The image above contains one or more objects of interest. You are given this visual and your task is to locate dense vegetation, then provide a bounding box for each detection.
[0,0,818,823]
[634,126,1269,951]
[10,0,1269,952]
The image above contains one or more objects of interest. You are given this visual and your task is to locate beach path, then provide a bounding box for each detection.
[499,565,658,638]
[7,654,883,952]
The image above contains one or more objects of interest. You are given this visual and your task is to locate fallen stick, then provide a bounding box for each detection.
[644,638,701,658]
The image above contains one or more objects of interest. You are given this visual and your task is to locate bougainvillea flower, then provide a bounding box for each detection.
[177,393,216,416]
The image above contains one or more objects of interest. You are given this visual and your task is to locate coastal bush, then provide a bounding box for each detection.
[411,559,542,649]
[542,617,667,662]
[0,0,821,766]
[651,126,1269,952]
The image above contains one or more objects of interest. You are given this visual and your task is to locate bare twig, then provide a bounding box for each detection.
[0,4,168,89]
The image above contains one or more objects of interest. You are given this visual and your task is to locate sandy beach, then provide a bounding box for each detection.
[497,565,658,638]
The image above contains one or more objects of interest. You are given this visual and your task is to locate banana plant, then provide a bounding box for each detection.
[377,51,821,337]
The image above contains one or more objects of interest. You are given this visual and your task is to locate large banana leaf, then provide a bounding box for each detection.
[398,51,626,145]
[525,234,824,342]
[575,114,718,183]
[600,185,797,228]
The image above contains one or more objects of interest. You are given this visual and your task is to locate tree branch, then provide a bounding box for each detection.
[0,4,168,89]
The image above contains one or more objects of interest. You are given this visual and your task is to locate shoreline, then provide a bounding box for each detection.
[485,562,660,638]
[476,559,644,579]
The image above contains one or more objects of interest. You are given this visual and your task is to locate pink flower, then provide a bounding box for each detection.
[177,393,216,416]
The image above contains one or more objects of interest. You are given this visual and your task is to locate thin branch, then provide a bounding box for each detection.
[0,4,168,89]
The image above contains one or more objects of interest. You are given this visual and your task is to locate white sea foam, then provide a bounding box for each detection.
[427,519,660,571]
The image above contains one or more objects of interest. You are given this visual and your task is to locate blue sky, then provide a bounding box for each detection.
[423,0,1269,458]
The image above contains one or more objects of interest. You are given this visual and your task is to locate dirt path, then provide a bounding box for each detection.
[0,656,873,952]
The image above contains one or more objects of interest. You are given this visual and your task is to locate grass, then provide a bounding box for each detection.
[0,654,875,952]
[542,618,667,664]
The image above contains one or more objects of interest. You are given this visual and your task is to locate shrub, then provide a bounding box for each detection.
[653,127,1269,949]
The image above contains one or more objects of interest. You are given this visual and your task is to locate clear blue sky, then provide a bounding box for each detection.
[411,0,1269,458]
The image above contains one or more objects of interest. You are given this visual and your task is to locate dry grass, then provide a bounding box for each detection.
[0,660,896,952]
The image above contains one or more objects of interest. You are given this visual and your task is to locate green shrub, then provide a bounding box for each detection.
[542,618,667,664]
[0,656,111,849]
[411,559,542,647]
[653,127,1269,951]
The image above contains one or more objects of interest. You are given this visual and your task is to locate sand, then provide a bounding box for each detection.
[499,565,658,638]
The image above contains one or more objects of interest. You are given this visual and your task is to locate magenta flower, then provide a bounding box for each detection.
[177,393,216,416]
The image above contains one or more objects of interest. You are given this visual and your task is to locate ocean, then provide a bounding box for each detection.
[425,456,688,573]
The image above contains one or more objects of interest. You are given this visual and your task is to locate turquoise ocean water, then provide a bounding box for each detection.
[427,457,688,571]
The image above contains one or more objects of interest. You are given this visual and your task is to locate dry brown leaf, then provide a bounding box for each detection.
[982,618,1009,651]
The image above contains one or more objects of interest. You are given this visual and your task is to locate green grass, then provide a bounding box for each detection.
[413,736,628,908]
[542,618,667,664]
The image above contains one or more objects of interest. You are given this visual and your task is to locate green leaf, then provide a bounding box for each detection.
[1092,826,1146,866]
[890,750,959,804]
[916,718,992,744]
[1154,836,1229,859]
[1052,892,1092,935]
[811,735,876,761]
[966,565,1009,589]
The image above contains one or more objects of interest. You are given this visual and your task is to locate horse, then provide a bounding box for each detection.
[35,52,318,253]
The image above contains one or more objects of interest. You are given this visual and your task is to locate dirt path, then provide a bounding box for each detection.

· · · · · · ·

- **STATED TASK**
Recast every one of the entries above as a numbered list, omitting blank lines.

- **RIGHT ANSWER**
1. The image above contains one or more objects of interest. You are given this visual and your task is to locate dense vegetation, then provide a bounding box for each detection.
2. [0,0,818,823]
3. [634,126,1269,951]
4. [10,0,1269,952]
5. The image above contains one or more objects of interest. You are given this visual and your task is to locate beach path, then provide a bounding box for each detection.
6. [499,565,658,638]
7. [7,654,883,952]
8. The image above contains one or more objects of interest. You are given this visual and your task is to locate fallen stick, then provide a bounding box for each detection.
9. [644,638,701,658]
10. The image above contains one or more objects of interest. You are given this visual and your task is to locate bougainvillea flower, then provide a bounding box for each detection.
11. [177,393,216,416]
12. The image above contains one or more objects of interest. You are given this visual and your task is to locate coastal bush, then provide a bounding box for each detection.
13. [411,559,542,649]
14. [542,617,667,662]
15. [0,0,821,766]
16. [651,126,1269,952]
17. The image above contains one or more objects of interest. You are given this visual and your task is to locate bare twig, then provide a bounding box for each detection.
18. [0,4,168,89]
19. The image above contains one or more objects of interest. You are given this visual and your task is to locate sandy beach, then provide a bounding box for each detection.
20. [497,565,658,638]
21. The image above contains one or more objects of interest. You are given this visual and your task is to locate banana plant, then provide a bounding box for each detection.
22. [377,51,821,337]
23. The image above contains one or more objects of interest. You are given this visual and your task is to locate large banana leaf, then provide a bounding box for each detection.
24. [398,51,626,145]
25. [525,234,824,342]
26. [575,114,718,183]
27. [600,185,797,228]
28. The image above contains one or more objects of interest. You are given this visual and your task is to locate tree branch, then provide a bounding box for each detection.
29. [0,4,168,89]
30. The image above contains one or more objects of interest. You are given this visual and your task is to locate shoreline, then provide a bounding box for each detection.
31. [485,562,660,638]
32. [476,559,644,579]
33. The image above contains one or more objects of interest. You are given this visual and your task is to locate pink flower, then provide a bounding box for each detection.
34. [177,393,216,416]
35. The image above contains one or more objects of interest. You are given this visual and your task is to locate thin branch, then provide a bounding box for each detection.
36. [0,4,168,89]
37. The image above contains one or more objects of interest. You are given this visual and your task is to locate white sea foam, then provide a bounding box for each detection.
38. [427,519,660,571]
39. The image above contains one or more objects of interest. You are given this visual and your task is to locate blue sky, then provide a bounding box for each detection.
40. [423,0,1269,458]
41. The image above contains one or more objects of interest. You are given this visual and your task is to locate dirt path, then provide a bounding box for each detection.
42. [0,656,873,952]
43. The image above contains one or more objects of interest. You are given this visual and your task is to locate grass, then provide a bounding box for each detection.
44. [0,654,875,952]
45. [542,618,667,664]
46. The image above contains one or more objects of interest. You are given this visual and your task is to locate shrub, then provide a bounding box for each detection.
47. [653,127,1269,949]
48. The image above contains one or more objects of interest. You are given this visual and your task is to locate clear blue sky, then provide a bounding box for each detection.
49. [411,0,1269,458]
50. The image above contains one or more objects of interest. You are given this visual and your task is to locate dry grass, then provide a bounding box for each detection.
51. [0,660,896,952]
52. The image above contains one or more objects of interest. You are given this visual and your task is to locate green shrub, then provide a bounding box for each detection.
53. [542,618,667,664]
54. [0,656,111,849]
55. [411,559,542,647]
56. [653,127,1269,951]
57. The image above contains one or more objects of interest. You are given this visual and your task is to locate sand, then provide a bounding box for each detection.
58. [499,565,658,638]
59. The image above contains one or more objects of interest. You are given this visual and your task is to locate magenta flower, then provide a bounding box for each detection.
60. [177,393,216,416]
61. The image above contains one or more objects of interest. You are given this visual and your task is to locate ocean, then provide a bounding box for each detection.
62. [425,456,688,573]
63. The image above contains one or more objects of interest. You are given this visual and your task is to locate turquoise ocean water, then provide a bounding box for each detection.
64. [427,457,688,571]
65. The image above contains one or more objects of interest. You are given this visual and your task is to locate dry brown leaf, then provide a bounding box for each detection.
66. [982,618,1009,651]
67. The image above contains one or more objects of interest. You are given this visual and your task is to locate green grass, then provide a bounding box for each detection.
68. [413,736,628,908]
69. [542,618,667,664]
70. The image above contains one or more objects of interest. You are given this visual and your task is to locate green leaf, then provide a bounding box for each detection.
71. [1092,826,1146,866]
72. [890,750,959,804]
73. [916,718,992,744]
74. [1154,836,1229,859]
75. [1052,892,1092,935]
76. [811,735,876,761]
77. [966,565,1009,589]
78. The image above contains one or more objects of interest. You are given this visual and your task is to locate horse, then provide a bounding box for each detection.
79. [35,52,318,253]
80. The image above contains one or more objects of interest. You are given this visual and your task is to locate dirt path, then provide a bounding box for each detection.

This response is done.